Output only the lines from the one holding "Q: For the photo above, point to the dark" to the end of the data below, please, copied exactly.
=-=-=
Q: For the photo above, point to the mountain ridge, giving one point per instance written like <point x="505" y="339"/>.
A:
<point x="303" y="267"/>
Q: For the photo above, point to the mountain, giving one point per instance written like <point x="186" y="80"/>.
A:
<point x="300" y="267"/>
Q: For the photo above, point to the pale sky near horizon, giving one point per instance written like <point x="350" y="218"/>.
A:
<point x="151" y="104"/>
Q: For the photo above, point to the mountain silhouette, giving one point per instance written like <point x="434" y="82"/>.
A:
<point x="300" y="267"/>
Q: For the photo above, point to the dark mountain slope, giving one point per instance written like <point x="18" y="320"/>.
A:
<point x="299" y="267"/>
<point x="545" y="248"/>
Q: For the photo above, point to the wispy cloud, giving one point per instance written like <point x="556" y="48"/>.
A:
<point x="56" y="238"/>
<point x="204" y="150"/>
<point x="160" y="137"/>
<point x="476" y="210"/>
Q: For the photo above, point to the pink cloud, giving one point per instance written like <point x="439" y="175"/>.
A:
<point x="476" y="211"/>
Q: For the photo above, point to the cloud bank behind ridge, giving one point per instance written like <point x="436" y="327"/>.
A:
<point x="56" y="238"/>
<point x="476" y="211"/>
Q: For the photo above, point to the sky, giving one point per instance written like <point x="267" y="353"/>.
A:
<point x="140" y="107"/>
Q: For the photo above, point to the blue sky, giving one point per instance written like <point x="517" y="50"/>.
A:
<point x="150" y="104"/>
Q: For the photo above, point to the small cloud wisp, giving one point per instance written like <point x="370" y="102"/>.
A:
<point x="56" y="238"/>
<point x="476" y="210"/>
=-=-=
● **Solution to this task**:
Q: For the photo above, point to the dark mountain slope, giving one point per instance written like <point x="18" y="320"/>.
A:
<point x="299" y="267"/>
<point x="545" y="248"/>
Q: For the photo above, point to the wispy cloud, giving one point per instance written like <point x="556" y="48"/>.
A:
<point x="56" y="238"/>
<point x="204" y="150"/>
<point x="160" y="137"/>
<point x="476" y="210"/>
Q: For the photo above, point to the pink cloud, giving one point per instance written like <point x="439" y="175"/>.
A:
<point x="476" y="211"/>
Q: For the photo above, point to the cloud bank behind ridge, giving one point per instance written like <point x="436" y="327"/>.
A:
<point x="56" y="238"/>
<point x="476" y="211"/>
Q: For the photo above, point to the sky, giving one point per instance written like <point x="267" y="353"/>.
A:
<point x="140" y="107"/>
Q: For the photo above, point to the blue sky, giving one point per instance written like <point x="517" y="50"/>.
A:
<point x="150" y="104"/>
Q: For the photo above, point to the small cloud wisp, giving one point per instance written like <point x="370" y="102"/>.
A:
<point x="56" y="238"/>
<point x="476" y="210"/>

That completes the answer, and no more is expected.